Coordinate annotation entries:
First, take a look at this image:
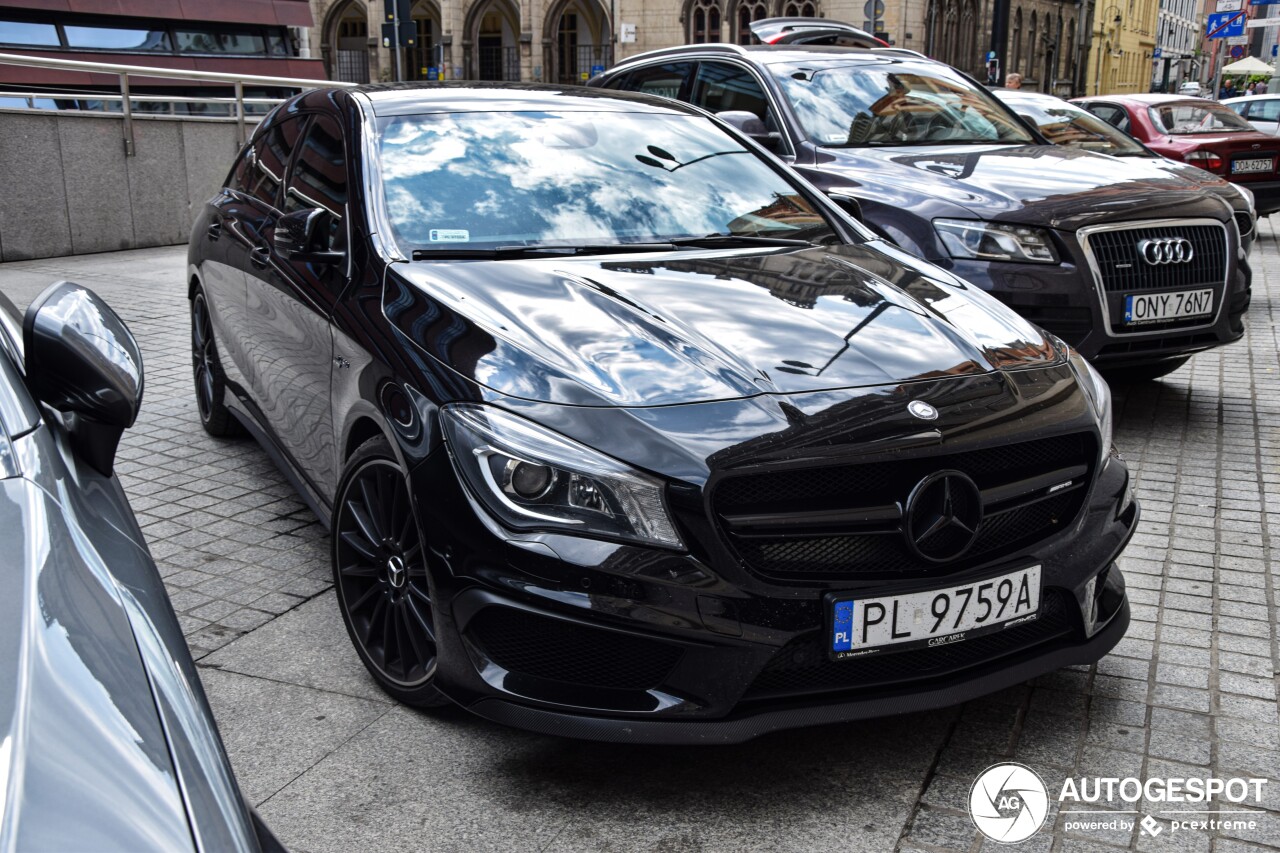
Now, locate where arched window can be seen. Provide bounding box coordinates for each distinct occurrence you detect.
[1009,6,1023,74]
[543,0,613,85]
[951,0,978,74]
[689,0,721,45]
[1061,18,1075,81]
[465,0,520,81]
[404,0,444,79]
[1027,10,1039,77]
[733,0,769,45]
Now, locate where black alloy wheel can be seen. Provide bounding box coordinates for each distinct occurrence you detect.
[191,291,243,438]
[333,437,447,707]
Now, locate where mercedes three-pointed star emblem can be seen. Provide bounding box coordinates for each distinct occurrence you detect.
[902,470,982,562]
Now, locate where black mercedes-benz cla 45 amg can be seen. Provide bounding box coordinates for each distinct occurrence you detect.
[187,85,1138,743]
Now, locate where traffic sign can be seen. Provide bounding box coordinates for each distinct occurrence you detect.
[1204,12,1244,38]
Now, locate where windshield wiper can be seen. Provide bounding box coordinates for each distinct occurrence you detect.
[413,242,676,260]
[671,234,817,248]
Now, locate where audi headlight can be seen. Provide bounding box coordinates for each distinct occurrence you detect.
[933,219,1057,264]
[1071,350,1111,459]
[440,403,684,548]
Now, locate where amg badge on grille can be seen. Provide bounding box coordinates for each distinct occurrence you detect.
[906,400,938,420]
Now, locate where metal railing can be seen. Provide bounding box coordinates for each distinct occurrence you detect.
[0,54,356,156]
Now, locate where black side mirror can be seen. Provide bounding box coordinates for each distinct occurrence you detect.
[716,110,782,154]
[22,282,142,476]
[275,207,346,264]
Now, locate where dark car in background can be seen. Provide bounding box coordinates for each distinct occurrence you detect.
[591,45,1251,378]
[992,88,1258,251]
[1074,95,1280,215]
[187,83,1138,743]
[0,282,283,853]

▸ **GIVEN EXERCISE**
Replace every "bounding box coordinates" in the lines above with "box coordinates" and write all the lines out again, otherwise unchanged and without the pictures.

▸ **SOLUTION TO THIS PROBLEM**
First, take a look at this image:
Now, locate where arched window can be seen. Provide box coordinates for each distinct occurrence you detect.
[1009,6,1023,74]
[543,0,613,85]
[951,0,978,74]
[689,0,721,45]
[1061,18,1075,81]
[465,0,520,81]
[404,0,444,79]
[1027,10,1039,77]
[733,0,769,45]
Now, locate where black alloy wheel can be seen. Provide box coordinates for each distinct occurrence you detect.
[191,291,243,438]
[333,437,447,707]
Now, locate where mercedes three-pointed star emblem can be seen. Provide box coordinates for each distinct occurrence you detect.
[902,470,982,562]
Now, locate where black mercedes-benz cla 45 amg can be seen. Provide box coordinates for each distinct occurrence you detect.
[187,85,1138,743]
Now, locate where traffic sign can be seen. Provide box coordinates for each distinct occurrence you detect.
[1204,12,1244,38]
Now, locate where windshield wiper can be seen. Provide box coordinates for each distinct occurrence you detect.
[413,242,676,260]
[671,234,817,248]
Now, locate where audi headlight can be seen. Provide box coordinates for each distinct occurrence you detect.
[933,219,1057,264]
[1071,350,1111,459]
[440,403,684,548]
Now, locate where amg badge on grille can be seen. Provide box coordinates for each distinct occurrence you detect.
[906,400,938,420]
Now, locate where metal railing can be seen. Provide box coordinates for each distinct occurrence you detect.
[0,54,356,156]
Now, locate where black side mirror can be seen. Provide box coordinates for each distinct occurrence you detect.
[716,110,782,154]
[22,282,142,476]
[275,207,346,264]
Now, locate where dark car in background can be seen. Provide box coordinates for each distinct occurrence you detect.
[591,45,1251,378]
[992,88,1258,251]
[1074,95,1280,215]
[187,83,1138,743]
[0,282,283,853]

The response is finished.